Task description:
The answer must consist of the records, repeated exactly.

Given records:
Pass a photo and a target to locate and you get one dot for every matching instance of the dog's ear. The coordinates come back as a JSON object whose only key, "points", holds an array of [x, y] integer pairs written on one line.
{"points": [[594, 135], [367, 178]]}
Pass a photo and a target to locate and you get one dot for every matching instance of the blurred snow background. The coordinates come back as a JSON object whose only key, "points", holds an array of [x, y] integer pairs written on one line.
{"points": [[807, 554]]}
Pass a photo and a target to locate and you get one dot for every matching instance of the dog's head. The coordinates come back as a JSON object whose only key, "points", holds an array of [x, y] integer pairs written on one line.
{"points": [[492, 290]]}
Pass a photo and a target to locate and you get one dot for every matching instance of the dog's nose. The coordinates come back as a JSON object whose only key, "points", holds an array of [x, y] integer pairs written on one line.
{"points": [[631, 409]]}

Result below:
Pass a photo and a target to locate and you get one dot for every matching instance of the dog's ear. The coordinates come back as a JSON object whose only key, "points", holds an array of [x, y] integer pairs written on one line.
{"points": [[594, 135], [367, 178]]}
Pass a photo and a target to locate and you get one dot for every matching instance of the blurred snow background. The coordinates come back as a JSON object whose only key, "points", holds an array of [x, y] integer pairs written on one line.
{"points": [[807, 554]]}
Pass a photo and a target to locate and you get one dot for every matching instance of the dog's head. The coordinates come back as a JSON object whose only key, "points", holds an array of [x, y] integer pairs written on one line.
{"points": [[492, 290]]}
Pass a photo and a target to locate and you get one dot for every matching instance of the dog's nose. The coordinates come back as a JSON object whose only key, "points", holds an array of [x, y] integer pairs written on one line.
{"points": [[631, 409]]}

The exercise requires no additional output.